▸ **PROBLEM DETAILS**: Please copy out these lines from the records below word for word, starting at the line containing "Target: flag pole" and ending after the line containing "363 165 L 367".

▸ **EXERCISE INPUT**:
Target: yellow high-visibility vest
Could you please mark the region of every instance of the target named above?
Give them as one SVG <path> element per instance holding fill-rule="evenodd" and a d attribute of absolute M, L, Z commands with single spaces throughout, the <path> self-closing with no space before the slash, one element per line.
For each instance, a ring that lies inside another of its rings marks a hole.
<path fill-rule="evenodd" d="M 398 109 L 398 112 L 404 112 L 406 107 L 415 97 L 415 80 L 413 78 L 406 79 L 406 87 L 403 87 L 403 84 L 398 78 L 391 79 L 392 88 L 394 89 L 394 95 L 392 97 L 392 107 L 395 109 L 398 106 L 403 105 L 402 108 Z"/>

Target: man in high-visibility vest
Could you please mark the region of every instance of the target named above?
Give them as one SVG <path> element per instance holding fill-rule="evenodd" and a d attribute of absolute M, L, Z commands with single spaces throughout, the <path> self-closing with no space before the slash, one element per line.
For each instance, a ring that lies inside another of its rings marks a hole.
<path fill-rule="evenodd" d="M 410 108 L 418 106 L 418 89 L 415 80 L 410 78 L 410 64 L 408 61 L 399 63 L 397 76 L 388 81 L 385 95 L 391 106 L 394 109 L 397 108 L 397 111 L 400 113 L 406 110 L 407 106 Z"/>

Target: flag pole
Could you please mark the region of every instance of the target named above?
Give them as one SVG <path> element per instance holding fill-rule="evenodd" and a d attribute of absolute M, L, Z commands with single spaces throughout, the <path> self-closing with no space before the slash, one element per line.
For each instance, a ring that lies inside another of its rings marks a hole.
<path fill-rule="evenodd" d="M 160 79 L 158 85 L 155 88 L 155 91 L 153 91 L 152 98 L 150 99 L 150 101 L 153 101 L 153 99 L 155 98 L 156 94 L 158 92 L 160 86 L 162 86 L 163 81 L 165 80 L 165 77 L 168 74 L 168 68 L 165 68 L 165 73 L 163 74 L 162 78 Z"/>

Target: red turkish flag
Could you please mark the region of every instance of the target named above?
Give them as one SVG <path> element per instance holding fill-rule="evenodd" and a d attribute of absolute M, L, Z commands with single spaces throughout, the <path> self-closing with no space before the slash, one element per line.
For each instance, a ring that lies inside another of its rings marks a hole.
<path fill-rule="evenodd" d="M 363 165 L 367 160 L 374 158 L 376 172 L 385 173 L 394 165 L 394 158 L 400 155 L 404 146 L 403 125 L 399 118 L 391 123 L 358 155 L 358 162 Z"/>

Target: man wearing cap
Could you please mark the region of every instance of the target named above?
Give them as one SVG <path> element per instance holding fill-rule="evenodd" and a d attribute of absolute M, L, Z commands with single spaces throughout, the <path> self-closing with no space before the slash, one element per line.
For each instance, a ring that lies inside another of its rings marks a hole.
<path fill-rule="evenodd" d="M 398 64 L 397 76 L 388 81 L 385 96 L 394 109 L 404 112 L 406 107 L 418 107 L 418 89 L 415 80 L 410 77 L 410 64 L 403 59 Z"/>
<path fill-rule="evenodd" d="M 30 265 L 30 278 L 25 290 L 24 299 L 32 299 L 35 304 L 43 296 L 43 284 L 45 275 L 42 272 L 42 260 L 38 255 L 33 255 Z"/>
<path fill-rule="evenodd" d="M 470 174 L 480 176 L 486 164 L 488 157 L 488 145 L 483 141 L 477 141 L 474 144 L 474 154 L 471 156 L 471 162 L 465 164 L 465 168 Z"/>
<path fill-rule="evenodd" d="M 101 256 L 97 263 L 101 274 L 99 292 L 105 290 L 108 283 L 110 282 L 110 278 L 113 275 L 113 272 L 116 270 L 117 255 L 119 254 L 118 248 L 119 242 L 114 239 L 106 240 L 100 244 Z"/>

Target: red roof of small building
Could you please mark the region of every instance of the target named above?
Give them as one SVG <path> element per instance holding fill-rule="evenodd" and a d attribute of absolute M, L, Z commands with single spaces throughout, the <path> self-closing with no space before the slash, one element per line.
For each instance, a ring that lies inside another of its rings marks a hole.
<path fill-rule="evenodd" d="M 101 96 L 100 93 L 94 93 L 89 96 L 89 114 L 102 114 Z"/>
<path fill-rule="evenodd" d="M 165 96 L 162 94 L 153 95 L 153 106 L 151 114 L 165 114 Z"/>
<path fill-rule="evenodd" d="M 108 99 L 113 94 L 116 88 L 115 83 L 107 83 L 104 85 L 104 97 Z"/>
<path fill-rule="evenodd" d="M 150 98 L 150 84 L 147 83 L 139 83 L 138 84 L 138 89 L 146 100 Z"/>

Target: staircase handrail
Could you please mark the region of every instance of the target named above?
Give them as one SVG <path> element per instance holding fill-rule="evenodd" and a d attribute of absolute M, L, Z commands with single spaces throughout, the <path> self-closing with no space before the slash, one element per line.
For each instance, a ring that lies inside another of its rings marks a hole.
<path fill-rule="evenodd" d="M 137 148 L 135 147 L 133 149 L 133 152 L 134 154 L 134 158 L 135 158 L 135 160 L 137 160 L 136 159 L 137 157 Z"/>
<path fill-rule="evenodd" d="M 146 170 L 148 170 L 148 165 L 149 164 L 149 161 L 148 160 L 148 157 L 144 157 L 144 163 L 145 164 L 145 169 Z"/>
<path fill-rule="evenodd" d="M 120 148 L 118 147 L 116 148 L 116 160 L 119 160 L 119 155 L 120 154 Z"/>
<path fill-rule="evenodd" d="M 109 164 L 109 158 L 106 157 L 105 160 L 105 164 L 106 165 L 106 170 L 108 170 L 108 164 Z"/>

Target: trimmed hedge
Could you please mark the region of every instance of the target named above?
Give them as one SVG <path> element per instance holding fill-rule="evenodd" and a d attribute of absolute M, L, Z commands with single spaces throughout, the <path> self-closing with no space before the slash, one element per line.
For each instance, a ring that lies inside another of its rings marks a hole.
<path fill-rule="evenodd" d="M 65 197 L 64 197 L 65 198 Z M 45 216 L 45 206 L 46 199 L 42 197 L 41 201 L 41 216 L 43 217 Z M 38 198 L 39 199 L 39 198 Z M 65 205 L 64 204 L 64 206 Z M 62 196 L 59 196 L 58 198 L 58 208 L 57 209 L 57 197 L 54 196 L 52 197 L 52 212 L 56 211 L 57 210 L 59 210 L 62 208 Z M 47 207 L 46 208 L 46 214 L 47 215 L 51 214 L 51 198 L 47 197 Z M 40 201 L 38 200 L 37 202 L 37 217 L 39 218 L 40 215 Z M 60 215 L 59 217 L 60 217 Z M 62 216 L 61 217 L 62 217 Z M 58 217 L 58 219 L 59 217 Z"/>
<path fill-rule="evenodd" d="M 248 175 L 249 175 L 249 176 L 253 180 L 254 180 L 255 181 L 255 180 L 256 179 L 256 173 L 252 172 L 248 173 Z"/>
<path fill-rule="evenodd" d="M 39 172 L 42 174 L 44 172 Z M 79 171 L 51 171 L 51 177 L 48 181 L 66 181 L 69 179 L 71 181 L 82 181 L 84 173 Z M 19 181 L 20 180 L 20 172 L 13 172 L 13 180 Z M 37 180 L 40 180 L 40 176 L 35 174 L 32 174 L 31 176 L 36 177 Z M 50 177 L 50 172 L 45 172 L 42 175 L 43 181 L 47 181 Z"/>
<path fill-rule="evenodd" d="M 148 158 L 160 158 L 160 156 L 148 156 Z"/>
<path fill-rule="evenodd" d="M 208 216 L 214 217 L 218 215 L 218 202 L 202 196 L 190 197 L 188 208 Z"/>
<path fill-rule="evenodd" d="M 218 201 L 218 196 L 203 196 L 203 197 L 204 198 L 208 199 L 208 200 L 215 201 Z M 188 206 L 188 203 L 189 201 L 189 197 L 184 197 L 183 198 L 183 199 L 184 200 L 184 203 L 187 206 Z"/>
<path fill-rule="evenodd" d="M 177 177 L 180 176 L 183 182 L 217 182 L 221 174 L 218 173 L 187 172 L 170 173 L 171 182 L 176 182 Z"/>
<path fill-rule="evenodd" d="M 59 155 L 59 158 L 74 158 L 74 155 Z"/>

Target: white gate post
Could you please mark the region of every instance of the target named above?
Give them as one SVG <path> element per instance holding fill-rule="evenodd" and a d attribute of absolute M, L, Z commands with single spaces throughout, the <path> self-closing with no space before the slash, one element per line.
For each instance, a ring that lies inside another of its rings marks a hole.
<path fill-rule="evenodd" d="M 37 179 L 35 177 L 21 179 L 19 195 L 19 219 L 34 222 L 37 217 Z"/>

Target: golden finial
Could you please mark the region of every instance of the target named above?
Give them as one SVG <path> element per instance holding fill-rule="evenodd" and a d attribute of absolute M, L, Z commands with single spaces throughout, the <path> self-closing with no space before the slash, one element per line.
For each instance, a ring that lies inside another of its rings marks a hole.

▸ **WRITTEN ANSWER**:
Target: flag pole
Could you please mark the region of every instance of the target named above?
Give them as one SVG <path> element per instance holding fill-rule="evenodd" and a d attribute of absolute M, L, Z commands with single spaces throughout, the <path> self-closing with no space before the slash, one element per line.
For each instance, a ring that lies inside another of its rings marks a hole.
<path fill-rule="evenodd" d="M 160 79 L 158 85 L 155 88 L 155 91 L 153 91 L 152 98 L 150 99 L 150 101 L 153 101 L 153 99 L 155 98 L 156 94 L 158 92 L 160 86 L 162 86 L 163 81 L 165 80 L 165 77 L 168 74 L 168 68 L 165 68 L 165 73 L 163 74 L 162 78 Z"/>

Target: red turkish flag
Could you please mark the region of every instance of the target named above?
Give them as one SVG <path> element per instance holding fill-rule="evenodd" and a d attribute of absolute M, L, Z commands with single spaces throughout, the <path> self-closing with no space before the slash, one element per line.
For each instance, a ring that lies inside another of its rings marks a hole.
<path fill-rule="evenodd" d="M 363 165 L 367 160 L 374 158 L 376 172 L 385 173 L 394 165 L 394 158 L 400 155 L 404 146 L 403 125 L 399 118 L 391 123 L 358 155 L 358 162 Z"/>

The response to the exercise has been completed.